== DOCUMENT EXTRACT ==
------------------------------------------------------------------------

So, into day four of a non-sleeping cycle with ye childing. Not sure what's precipitating all this, but it is becoming a deadly sort of awfulness.

Ugh. I hope he knows that it hurts me much more than it hurts him. :(

Tuesday, June 29, 2010

Feast of Saints Peter and Paul


Or, as the lector at my home parish inevitably proclaimed each Sunday morning: "Saint Peters and Pauls!"

A high feast, a grand day. I remember pretty vividly the experience of the parish's 150th Anniversary celebration, complete with professional film crew documenting both the no-holds-barred Mass, as well as the following dinner at the downtown convention center. That was close to ten years ago, which shocks me silly. I'm getting so old!

Today holds no such fanfare for me. I'm off to Mass momentarily, then taking little spawn to the library to cycle through another dozen or so "Juvenile--Easy" books. Hopefully we'll meet Daddy somewhere in there, for lunch or a near approximation of it. I haven't left the house since 0930 on Sunday, and the time has simply come. Get out or else.

Thursday, June 24, 2010

With Firm Purpose

So, I start classes a week from Monday, working toward a Master of Arts degree, in Military History.  Laugh if you must, snicker, giggle, guffaw.  Pick your verb.  To be honest, I wasn’t one hundred percent sure when I began the pre-preparation-process why it was I had chosen this particular type of degree, with this particular concentration.  However, a couple trials by fire have confirmed me in my purpose.  I’m going for it, I have good reason, and I wish myself well.

Also, when I finish this post I’m going to look at my options for changing the blog format a little.  I mean, this format is “me”, if you will, but perhaps it could be a little more, well, girly, and yet still be me.  Perhaps not.  We shall see.

More Webcam Fun

video

Please 'scuse my big old arm in the shot. You never know when some kind of dramatic happening will necessitate the ending of a recording in record-lightning-reflex time. Anyway. This is my son, enjoying the table. Really enjoying it.

Wednesday, June 23, 2010

Where else?


So, once a week I decide to put on makeup, usually for no good reason. I put on makeup for the days when it will rain, or on days when I'm going to be outside and getting all sweaty, or on days when V and I take three naps instead of one, so I have baggy mascara eyes by 11am.

------------------------------------------------------------------------

== SOURCE DATA ==

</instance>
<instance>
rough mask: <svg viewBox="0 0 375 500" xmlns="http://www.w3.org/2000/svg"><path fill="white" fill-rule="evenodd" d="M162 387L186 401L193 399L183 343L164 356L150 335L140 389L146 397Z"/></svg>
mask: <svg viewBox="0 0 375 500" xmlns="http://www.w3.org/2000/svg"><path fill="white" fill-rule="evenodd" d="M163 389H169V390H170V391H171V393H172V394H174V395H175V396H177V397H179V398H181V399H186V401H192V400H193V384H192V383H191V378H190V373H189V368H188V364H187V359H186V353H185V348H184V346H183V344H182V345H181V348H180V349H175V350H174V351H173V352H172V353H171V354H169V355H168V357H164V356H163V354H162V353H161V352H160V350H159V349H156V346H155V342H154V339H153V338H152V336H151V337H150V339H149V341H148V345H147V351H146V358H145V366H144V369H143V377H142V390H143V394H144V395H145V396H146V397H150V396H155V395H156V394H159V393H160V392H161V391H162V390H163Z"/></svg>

------------------------------------------------------------------------

== ACTIONS TO TAKE ==
**A)** In the blog excerpt, what degree is the writer starting classes toward?
**B)** Carry on writing the blog excerpt past its final sentence.

== ANSWERS PROVIDED ==
**A)** A Master of Arts degree in Military History.

**B)**
Today is makeup day. I wasn't sure where to put the baby so I could keep an eye on him...

Monday, June 21, 2010

Happy Anniversary!

So, Spouse wanted special attention on the blog the other day, because he did something funny. I asked him if that was really the way he wanted my millions of faithful viewers to remember him, and he said yes. So, here goes.

He went to get a refill from the coffee pot (which was on the counter, where it belongs, full of hot coffee), and spent five minutes standing staring into the fridge, wonder why he couldn’t remember what it was he had gone in there to get. So, there we go. Moment of fame for my very special doofus, who has been married to me two whole years as of today, and has neither killed himself, myself, nor gone insane. Pretty impressive.


The Rant: Coda

Here’s the other thing about kids being picky.  It makes it especially hard on a child to be polite and accepting of new things when he is a guest if he has not been accustomed to accepting new things at home.  Don’t let me mislead you.  I hate turnips.  I hate hate HATE brussels sprouts.  (My computer does not know how to spell brussels.)  I strongly dislike beets, mushrooms are icky, green pepper unless carefully prepared makes everything else also taste like cooked pepper and thus icky, rye and pumpernickel bread and yuck, banana pudding tastes like, well, banana, but waaaaay too much of it.  Also I dislike sauerkraut.

There are foods I do not like.  There are foods I do not run around preparing and force-feeding to myself and my family just because “it’s good for them!”

But I also know for a fact that I disliked tomatoes, asparagus, shrimp, fish in any form, green beans, lima beans, tomato soup, sweet potatoes, and a host of other items.  I hated them then, I was made to eat them then, and now they are things that I like very much.  I really like them, I really eat them.  No forcing or unpleasantness involved.  However, if I had not been given them repeatedly, in various incarnations (my mother is not cruel, nor stupid) until one was found that we all thought more palatable than others, I would not want them now under any form.

For example.  My mother never tried to talk us into eating liver.  She never tried, we never tried, and if you tried to give me liver today I would spit it out on your Pier 1 plate and say, “Ugh!!  It’s disgusting! I can’t stand it!”

Sunday, June 20, 2010

Zee Pampered Chef

I’m debating with myself.

Host a show.  Not host a show.  Host a show.

Do I really want to get in to this?  My friend has just started as a consultant, she does such a good job, I want to help her, I want discounted and free products.  But I hate inviting people to things.  It’s like, not my favorite thing.

Besides, my house/kitchen are set up very poorly for a cooking show.  Can one “host” a show at the consultant’s house and still be not tacky?  Probably not.

Maybe there is a show that doesn’t require the oven, or sink, or countertop.  Maybe they have a living room show.  The Pampered Couch.  The Pampered Remote.  There we go.

Saturday, June 19, 2010

Nice Ascot

So, Toy Story 3 was pretty good.  Not the smash comeback that Toy Story 2 proved to be, but this final installation was in no way a disappointment.  The now-standard “go back and remember the child that once loved you” scene was gut wrenching, and I cried at one part near the end (nothing like I did with “Up!” though, geez…I bawled for like half the movie then) but all-in-all it was great.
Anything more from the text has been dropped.